Records from a point labeling set:
▼
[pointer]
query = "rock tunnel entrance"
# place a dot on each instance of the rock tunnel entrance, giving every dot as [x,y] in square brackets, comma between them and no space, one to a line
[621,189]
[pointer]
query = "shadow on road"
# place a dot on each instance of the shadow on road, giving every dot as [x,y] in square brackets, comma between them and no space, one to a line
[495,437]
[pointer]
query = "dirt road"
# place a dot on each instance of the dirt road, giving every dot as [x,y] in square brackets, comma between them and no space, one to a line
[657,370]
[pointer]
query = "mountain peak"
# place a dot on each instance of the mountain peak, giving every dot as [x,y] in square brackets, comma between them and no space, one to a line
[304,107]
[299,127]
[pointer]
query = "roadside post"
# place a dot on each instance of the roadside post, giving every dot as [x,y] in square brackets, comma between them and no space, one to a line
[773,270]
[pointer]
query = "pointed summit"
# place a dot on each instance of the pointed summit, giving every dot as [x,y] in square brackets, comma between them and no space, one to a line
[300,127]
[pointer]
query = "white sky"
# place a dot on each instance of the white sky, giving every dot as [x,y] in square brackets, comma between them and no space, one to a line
▲
== Job ==
Write out the records shown above, exactly as they appear.

== Exercise result ==
[pointer]
query = "rock tunnel entrance"
# place a dot on each instance of the rock tunnel entrance, giving every dot as [x,y] in square brackets, comma between them and no space, one to a line
[621,189]
[pointer]
query = "shadow on road"
# place a dot on each instance of the shadow on road, giving every dot as [x,y] in square brackets, comma between them and no space, one to a line
[495,437]
[pointer]
query = "dirt road"
# place a dot on each instance of the dirt road, giving every dot as [x,y] in square brackets, comma between them and no space, one to a line
[657,370]
[pointer]
query = "mountain peak"
# place a dot on each instance of the mountain peak, giving every dot as [x,y] in square brackets, comma between them and no space, one to a line
[304,107]
[299,127]
[pointer]
query = "roadside post"
# place a dot on each instance of the roadside post, giving every dot as [x,y] in square brackets, comma between them and no space, one to a line
[773,270]
[pointer]
query = "pointed summit"
# place a dot on each instance of the pointed summit, giving every dot as [x,y] in square brackets, comma between them and no space, one to a line
[300,127]
[pointer]
query = "white sky"
# place a dot on each instance of the white sky, giving every dot as [x,y] in square brackets, comma between them and no space, one to a line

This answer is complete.